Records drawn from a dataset
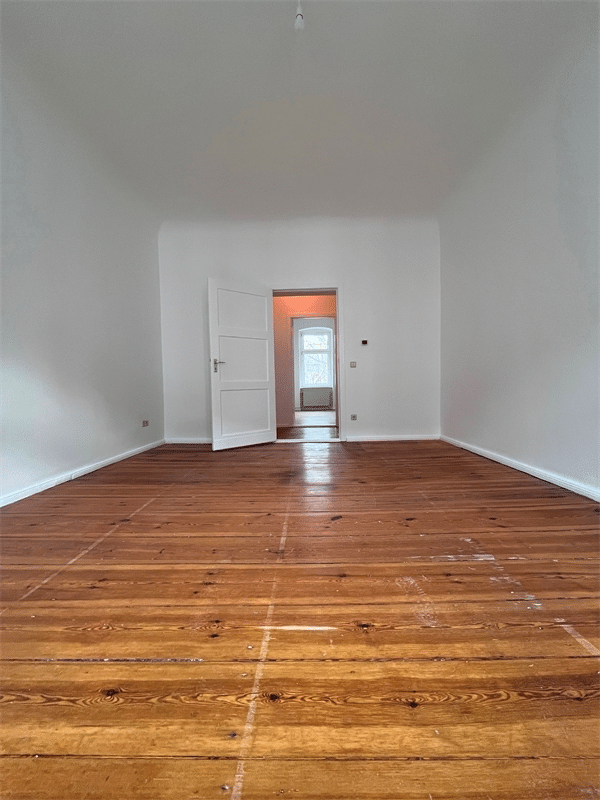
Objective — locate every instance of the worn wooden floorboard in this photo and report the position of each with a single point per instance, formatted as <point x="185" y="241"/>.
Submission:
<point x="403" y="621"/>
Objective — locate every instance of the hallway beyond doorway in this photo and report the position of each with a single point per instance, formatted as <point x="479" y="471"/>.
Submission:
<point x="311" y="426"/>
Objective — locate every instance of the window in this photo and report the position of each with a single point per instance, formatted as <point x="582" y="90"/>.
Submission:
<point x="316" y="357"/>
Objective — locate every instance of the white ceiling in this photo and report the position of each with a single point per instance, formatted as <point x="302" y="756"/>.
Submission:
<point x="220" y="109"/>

Task item: With the line containing "Objective — locate every instance of the white" as the first, output each line through the final line of the entries above, exactly.

Result for this task:
Objective — locate every instance of the white ceiling in this photo and report the position of each with a single point per instance, formatted as <point x="302" y="756"/>.
Submission:
<point x="220" y="109"/>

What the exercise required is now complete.